• _Text passage_:
■ ■ ■

Thursday, December 8, 2011

Fully Flared

I got in from work tonight at midnight on what should be an ordinary night.  However, living with a chronic disease means that there is no such thing as normal anymore.  What I wouldn't give to be able to wake up and jump out of bed attacking the morning any way I choose to or simply stand up and take off walking after sitting down for more than 15 minutes.  I would love to be able to play basketball again (we still have the goal up and two basketballs in the garage, when I do feel like shooting a few I usually don't feel like chasing the ball down), go for a run around the neighborhood or play golf again. 

Instead I sit here tonight with a full body flare up.  I really have no room to complain, it has been a while since I have experienced one.  I am used to living with the pain but I don't think I will ever adjust to dealing with the fatigue part.  Tonight at work as soon as a roll would splice off, it would take everything I had just to make myself stand up and start walking to the press.  My hips, knees, shoulders, hands and feet are all equally dividing up the abuse while my right ankle does not want to bend and my neck has been cracking and popping. I assume this is my RA multi-tasking.  

I think perhaps the hardest part of living with RA for me has been the fact that I have shut down my emotions in order to survive.  I just bought a new motorcycle 3 weeks ago and I've just not been that excited about it.  For that, I truly hate you RA.

Spring will soon be here bringing warm weather, longer days and some good rides.  I am ready for spring but for now I will just live out my winter hibernation ritual ... work, sleep, work, sleep.

7 comments:

Coopy said...

Oh how I feel your pain. I'm in the process of what I'm sure will be a med change today. My appt with rheumy this morning and sometimes I want to walk in and say, "you know, your pumping this sh*t into me and it's just simply not helping. does it actually help anyone out there?" but I know better. I know it helps because when you have to start all over on a new drug you feel all the side effects to the extreme from the disease. I've been in a non stop flare/mini flares for over 4 months and i'm 1/2 plum duck crazy at this point trying to relearn my body and it's quirks.

I too hibernate in the winter. I take it as a higher power telling me to take it easy and I will see better days in the warmer weather. That's what I tell myself. It doesn't mean that's what I get for behaving all winter. I wish it did mean something more than a pep talk to myself to get through yet another day.

You hang in there. The bike will be there when your fanny is ready to ride.
Hugs
Tammy aka Coopy

abcsofra said...

I am so sorry to read about your flare. All I can hope is that you and your doc can make this one a short lived one. I am fortunate in that I live in NC/lower part where there is little if ever snow and the temps tend to stay above 30 degrees and closer to 50-60 in the winter. I hate how ra steals the things that mean so much to us. Sending a letter to Santa to drop off a flare free holiday season.

tharr said...

Coopy, it certainly isn't enjoyable living with what we have but we learn to adjust and do the best that we can. Somedays are better than others. I have really been pretty good after using Humira for a while now. I have had a couple of big flares this year, I don't even pay attention to the small ones anymore. Take care of yourself through the winter. I try to avoid anyplace that is not work or home ... too much sickness that I don't want to pick up from someone else out there.

Thanks for the letter Deb!! We normally have nice weather here in December, mid 50's with overnight lows in the 30's. But this year has been anything but normal so I guess December wanted in on as well. Our annual snow fall is 5.1 inches, last winter we had 28!

■ ■ ■

• _Entries from a data source_:
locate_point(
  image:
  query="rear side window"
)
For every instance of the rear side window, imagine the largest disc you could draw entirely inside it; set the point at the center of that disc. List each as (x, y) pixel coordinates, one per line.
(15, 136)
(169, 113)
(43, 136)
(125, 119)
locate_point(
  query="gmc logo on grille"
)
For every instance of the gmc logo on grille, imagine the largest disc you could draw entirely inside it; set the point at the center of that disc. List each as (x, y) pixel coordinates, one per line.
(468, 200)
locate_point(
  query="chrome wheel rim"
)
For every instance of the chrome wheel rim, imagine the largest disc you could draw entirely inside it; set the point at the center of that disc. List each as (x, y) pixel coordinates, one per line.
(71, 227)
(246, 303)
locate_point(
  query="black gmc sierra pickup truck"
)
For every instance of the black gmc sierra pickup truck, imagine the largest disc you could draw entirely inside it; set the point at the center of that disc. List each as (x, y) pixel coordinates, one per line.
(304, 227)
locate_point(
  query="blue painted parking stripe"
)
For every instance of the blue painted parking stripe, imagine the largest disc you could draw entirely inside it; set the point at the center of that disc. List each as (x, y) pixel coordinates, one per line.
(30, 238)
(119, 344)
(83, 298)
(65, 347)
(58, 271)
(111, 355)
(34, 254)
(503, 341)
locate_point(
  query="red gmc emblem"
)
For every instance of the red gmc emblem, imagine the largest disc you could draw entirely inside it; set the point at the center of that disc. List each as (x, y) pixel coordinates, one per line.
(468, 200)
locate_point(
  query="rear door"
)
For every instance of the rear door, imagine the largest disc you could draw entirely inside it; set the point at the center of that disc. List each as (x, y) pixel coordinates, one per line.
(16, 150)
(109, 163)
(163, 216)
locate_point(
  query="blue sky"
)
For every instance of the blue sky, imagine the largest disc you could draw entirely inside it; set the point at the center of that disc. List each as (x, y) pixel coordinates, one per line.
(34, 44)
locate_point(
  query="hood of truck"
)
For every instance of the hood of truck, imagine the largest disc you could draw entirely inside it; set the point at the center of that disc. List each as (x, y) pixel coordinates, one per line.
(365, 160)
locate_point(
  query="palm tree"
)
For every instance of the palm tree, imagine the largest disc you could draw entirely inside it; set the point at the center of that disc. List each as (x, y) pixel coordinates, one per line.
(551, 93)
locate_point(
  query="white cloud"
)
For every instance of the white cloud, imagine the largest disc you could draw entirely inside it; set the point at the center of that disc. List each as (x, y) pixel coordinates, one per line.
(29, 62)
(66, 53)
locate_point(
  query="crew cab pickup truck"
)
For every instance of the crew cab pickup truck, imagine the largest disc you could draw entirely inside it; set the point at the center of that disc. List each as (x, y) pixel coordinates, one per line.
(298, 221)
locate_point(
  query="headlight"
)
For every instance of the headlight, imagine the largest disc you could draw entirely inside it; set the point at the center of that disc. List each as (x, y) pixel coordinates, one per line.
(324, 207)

■ ■ ■

• _Exercise requirements_:
A – Translate this sentence from the Fully Flared blog post into Spanish: "Spring will soon be here bringing warm weather, longer days and some good rides."
B – Reproduce everything in the Fully Flared blog post from "I am so sorry" down to "free holiday season.", word for word.

• _Activity answers_:
A – La primavera llegará pronto, trayendo clima cálido, días más largos y algunos buenos paseos.

B –
I am so sorry to read about your flare. All I can hope is that you and your doc can make this one a short lived one. I am fortunate in that I live in NC/lower part where there is little if ever snow and the temps tend to stay above 30 degrees and closer to 50-60 in the winter. I hate how ra steals the things that mean so much to us. Sending a letter to Santa to drop off a flare free holiday season.